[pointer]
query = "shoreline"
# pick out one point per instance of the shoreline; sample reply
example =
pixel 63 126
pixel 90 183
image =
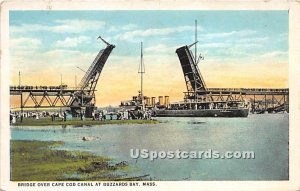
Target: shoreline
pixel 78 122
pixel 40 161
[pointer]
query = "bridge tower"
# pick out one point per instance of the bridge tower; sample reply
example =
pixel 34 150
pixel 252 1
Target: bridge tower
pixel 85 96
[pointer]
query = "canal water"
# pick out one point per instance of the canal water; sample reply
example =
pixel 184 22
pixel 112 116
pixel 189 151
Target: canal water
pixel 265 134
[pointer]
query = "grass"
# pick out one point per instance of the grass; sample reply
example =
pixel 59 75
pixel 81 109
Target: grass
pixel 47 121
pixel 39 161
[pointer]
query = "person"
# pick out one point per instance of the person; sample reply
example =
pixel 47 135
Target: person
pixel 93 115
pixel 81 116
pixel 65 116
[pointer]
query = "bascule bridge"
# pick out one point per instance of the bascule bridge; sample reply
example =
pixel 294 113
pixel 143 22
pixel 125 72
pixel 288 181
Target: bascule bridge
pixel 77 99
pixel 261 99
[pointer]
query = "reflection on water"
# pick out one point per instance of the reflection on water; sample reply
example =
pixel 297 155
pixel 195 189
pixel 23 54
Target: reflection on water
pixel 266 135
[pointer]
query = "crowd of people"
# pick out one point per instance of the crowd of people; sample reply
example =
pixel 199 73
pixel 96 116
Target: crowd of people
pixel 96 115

++++++++++++++++++++

● **PROBLEM DETAILS**
Every line from the one that has "Target: person" down to the last line above must be written out exactly, with both ends included and nothing else.

● **OUTPUT**
Target: person
pixel 93 115
pixel 81 116
pixel 65 116
[pointer]
query = "bascule bridge"
# pick out one point per instance of the bascule bridge; sample reply
example =
pixel 294 113
pixel 143 22
pixel 125 72
pixel 288 181
Target: bascule bridge
pixel 77 99
pixel 261 99
[pointer]
query = "reflection on water"
# pick out one point per instance of the reflection on water; sample reply
example =
pixel 297 155
pixel 195 189
pixel 23 54
Target: reflection on water
pixel 266 135
[pointer]
query = "crowd of people"
# pick out one point per instance of the crowd of people; sample reply
example =
pixel 199 73
pixel 96 116
Target: crowd of people
pixel 96 115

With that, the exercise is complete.